======== DOCUMENT TEXT ========
House of Sampoerna: Indonesia’s kretek puffs

The cigarette making workforce comprises mainly of women.

The House of Sampoerna is considered to be the top tourist attraction in Surabaya. It’s a cigarette museum that tells the rags-to-riches story of Liem Seeng Tee, who arrived in Java from China as a boy in the early 20th century.

Through hard work and good luck, he ended up running one of Indonesia’s leading tobacco companies, now part of the Philip Morris group. Sampoerna specialises in kretek cigarettes, a uniquely Indonesian product made by adding cloves to tobacco.

An old photograph shows women packing kretek cigarettes by hand.

Kretek, which is an onomatopoetic term for the crackling sound of burning cloves, were originally marketed as a medicinal product as they were thought to be a cure for asthma.

Sadly, that is not the case and we know now that kretek are as unhealthy as any other cigarette, even if they do smell slightly better.

Hopefully in the future cigarettes will only be found in museums and future generations will wonder why cigarettes were allowed to be sold legally. They have killed more people than all the wars in history put together, and for so long too.

Some of Sampoerna’s products on display.

The House of Sampoerna is still a working cigarette factory and visitors can observe the hand-rolling process with more than 400 women workers hand-rolling cigarettes at the rate of about 325 kretek per hour.

It is estimated that two-thirds of adult males in Indonesia smoke. It is alleged that boys as young as seven years old are picking up the habit.

The price for a packet of 20 cigarettes is cheaper than the price of an average meal. Smoking is not popular among women as only 5% of Indonesian women smoke.
======== DATA SEGMENT ========
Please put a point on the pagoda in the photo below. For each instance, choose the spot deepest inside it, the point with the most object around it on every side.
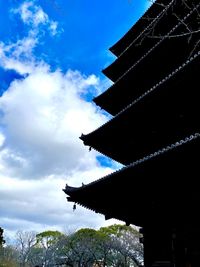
========
WHAT IS REQUIRED = Using the text about the House of Sampoerna, decide whether each statement agrees with it. Answer yes or no for each, and quote the deciding words from the text. (a) Kretek cigarettes were first sold as a medicine. (b) Liem Seeng Tee came to Java from China as an adult. (c) Most Indonesian women smoke.

ANSWER =
(a) Yes: "were originally marketed as a medicinal product"
(b) No: "who arrived in Java from China as a boy in the early 20th century"
(c) No: "only 5% of Indonesian women smoke"